Prompt:
Render every line of the records below as a Markdown table with two columns, n for the row number and Line for the text, and leave out any blank lines.

Data entries:
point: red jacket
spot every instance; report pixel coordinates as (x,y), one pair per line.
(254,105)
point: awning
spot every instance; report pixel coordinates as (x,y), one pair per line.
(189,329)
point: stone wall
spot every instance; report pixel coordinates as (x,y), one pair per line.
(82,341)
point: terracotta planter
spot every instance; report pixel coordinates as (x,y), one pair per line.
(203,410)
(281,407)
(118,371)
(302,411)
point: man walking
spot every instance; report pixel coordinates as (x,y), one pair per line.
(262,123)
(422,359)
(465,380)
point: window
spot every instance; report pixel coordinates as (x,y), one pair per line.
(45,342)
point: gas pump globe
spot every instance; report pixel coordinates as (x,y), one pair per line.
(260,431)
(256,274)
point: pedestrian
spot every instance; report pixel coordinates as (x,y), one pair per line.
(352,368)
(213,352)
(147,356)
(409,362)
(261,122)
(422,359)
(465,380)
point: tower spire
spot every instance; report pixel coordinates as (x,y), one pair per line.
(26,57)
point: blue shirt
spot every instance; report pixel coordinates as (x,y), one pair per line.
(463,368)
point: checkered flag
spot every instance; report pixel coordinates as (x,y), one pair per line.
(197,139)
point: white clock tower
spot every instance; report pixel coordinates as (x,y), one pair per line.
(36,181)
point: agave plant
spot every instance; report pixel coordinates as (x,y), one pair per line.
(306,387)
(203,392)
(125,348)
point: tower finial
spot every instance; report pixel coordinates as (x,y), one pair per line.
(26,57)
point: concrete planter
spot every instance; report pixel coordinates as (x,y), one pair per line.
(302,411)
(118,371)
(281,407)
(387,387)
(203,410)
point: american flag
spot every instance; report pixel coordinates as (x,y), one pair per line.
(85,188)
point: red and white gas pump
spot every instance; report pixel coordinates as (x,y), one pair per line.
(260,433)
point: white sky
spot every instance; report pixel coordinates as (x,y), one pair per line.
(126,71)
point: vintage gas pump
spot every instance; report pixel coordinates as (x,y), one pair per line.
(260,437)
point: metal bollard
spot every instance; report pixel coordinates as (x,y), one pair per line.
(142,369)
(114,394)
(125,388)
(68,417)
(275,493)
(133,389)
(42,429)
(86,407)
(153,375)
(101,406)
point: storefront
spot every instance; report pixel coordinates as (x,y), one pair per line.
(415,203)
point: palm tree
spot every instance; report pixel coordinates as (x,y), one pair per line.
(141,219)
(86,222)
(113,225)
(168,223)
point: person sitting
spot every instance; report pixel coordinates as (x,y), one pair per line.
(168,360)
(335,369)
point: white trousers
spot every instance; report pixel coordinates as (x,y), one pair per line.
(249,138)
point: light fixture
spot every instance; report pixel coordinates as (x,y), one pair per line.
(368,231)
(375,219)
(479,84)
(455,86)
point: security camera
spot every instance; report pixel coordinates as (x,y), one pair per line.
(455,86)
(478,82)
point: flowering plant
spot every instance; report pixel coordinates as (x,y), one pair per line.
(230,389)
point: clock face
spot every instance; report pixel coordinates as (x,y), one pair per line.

Exercise output:
| n | Line |
|---|---|
| 1 | point: red jacket |
| 2 | spot every instance; report pixel coordinates as (x,y), one pair per line. |
| 3 | (254,105) |
| 4 | point: awning |
| 5 | spot every instance; report pixel coordinates as (x,y), one pair per line. |
| 6 | (189,329) |
| 7 | point: stone wall |
| 8 | spot every instance; report pixel coordinates as (x,y), one pair per line. |
| 9 | (82,341) |
| 10 | point: terracotta planter |
| 11 | spot every instance; report pixel coordinates as (x,y), one pair per line. |
| 12 | (203,410) |
| 13 | (281,407) |
| 14 | (118,371) |
| 15 | (302,411) |
| 16 | point: man walking |
| 17 | spot every instance; report pixel coordinates as (x,y), one pair per line. |
| 18 | (262,123) |
| 19 | (422,359) |
| 20 | (465,380) |
| 21 | point: window |
| 22 | spot every instance; report pixel coordinates as (x,y), one pair per line. |
| 23 | (45,342) |
| 24 | point: gas pump globe |
| 25 | spot every instance; report pixel coordinates as (x,y), one pair per line. |
| 26 | (260,431) |
| 27 | (256,274) |
| 28 | point: pedestrian |
| 29 | spot every instance; report pixel coordinates as (x,y), one pair per line. |
| 30 | (352,368) |
| 31 | (213,352) |
| 32 | (147,356) |
| 33 | (409,362) |
| 34 | (261,122) |
| 35 | (422,359) |
| 36 | (465,380) |
| 37 | point: tower spire |
| 38 | spot every instance; report pixel coordinates as (x,y), one pair per line. |
| 39 | (26,57) |
| 40 | point: blue shirt |
| 41 | spot every instance; report pixel coordinates as (x,y), one pair per line. |
| 42 | (463,368) |
| 43 | point: checkered flag |
| 44 | spot every instance; report pixel coordinates as (x,y), one pair per line. |
| 45 | (197,139) |
| 46 | point: white clock tower |
| 47 | spot every instance; report pixel coordinates as (x,y), one pair per line. |
| 48 | (36,181) |
| 49 | point: agave plant |
| 50 | spot every instance; report pixel coordinates as (x,y), one pair per line. |
| 51 | (306,387) |
| 52 | (203,392) |
| 53 | (125,348) |
| 54 | point: tower finial |
| 55 | spot every instance; report pixel coordinates as (x,y), one pair per line. |
| 56 | (26,57) |
| 57 | point: concrete planter |
| 58 | spot every instance; report pixel coordinates as (x,y), one pair per line. |
| 59 | (302,411) |
| 60 | (118,371) |
| 61 | (281,407) |
| 62 | (387,387) |
| 63 | (203,410) |
| 64 | point: american flag |
| 65 | spot every instance; report pixel coordinates as (x,y), one pair per line. |
| 66 | (85,188) |
| 67 | point: red and white gas pump |
| 68 | spot every instance; report pixel coordinates as (x,y), one pair per line. |
| 69 | (260,433) |
| 70 | point: white sky |
| 71 | spot every instance; report pixel coordinates as (x,y), one pair per line. |
| 72 | (126,71) |
| 73 | point: vintage gas pump |
| 74 | spot every instance; report pixel coordinates as (x,y), one pair per line. |
| 75 | (260,437) |
| 76 | point: metal bollard |
| 77 | spot every instance; report pixel coordinates as (x,y), one pair per line. |
| 78 | (142,369) |
| 79 | (114,394) |
| 80 | (125,388) |
| 81 | (68,417) |
| 82 | (275,493) |
| 83 | (133,389) |
| 84 | (42,429) |
| 85 | (86,407) |
| 86 | (153,375) |
| 87 | (101,406) |
| 88 | point: storefront |
| 89 | spot every instance; report pixel coordinates as (x,y), one pair per line. |
| 90 | (415,203) |
| 91 | point: palm tree |
| 92 | spot every instance; report pixel coordinates as (x,y), one pair per line. |
| 93 | (141,219) |
| 94 | (86,222) |
| 95 | (113,225) |
| 96 | (168,223) |
| 97 | point: person sitting |
| 98 | spot every instance; report pixel coordinates as (x,y), one pair per line. |
| 99 | (168,360) |
| 100 | (335,369) |
| 101 | point: white trousers |
| 102 | spot every instance; report pixel coordinates as (x,y), one pair per line. |
| 103 | (249,138) |
| 104 | point: light fixture |
| 105 | spot every instance; report pixel coordinates as (x,y), one pair per line. |
| 106 | (368,231) |
| 107 | (375,219) |
| 108 | (479,84) |
| 109 | (455,86) |
| 110 | point: security camera |
| 111 | spot every instance; report pixel coordinates as (x,y), one pair per line. |
| 112 | (455,86) |
| 113 | (478,82) |
| 114 | point: flowering plant |
| 115 | spot every instance; report pixel coordinates as (x,y), one pair per line. |
| 116 | (230,389) |
| 117 | point: clock face |
| 118 | spot every instance; report pixel coordinates as (x,y), one pair per line. |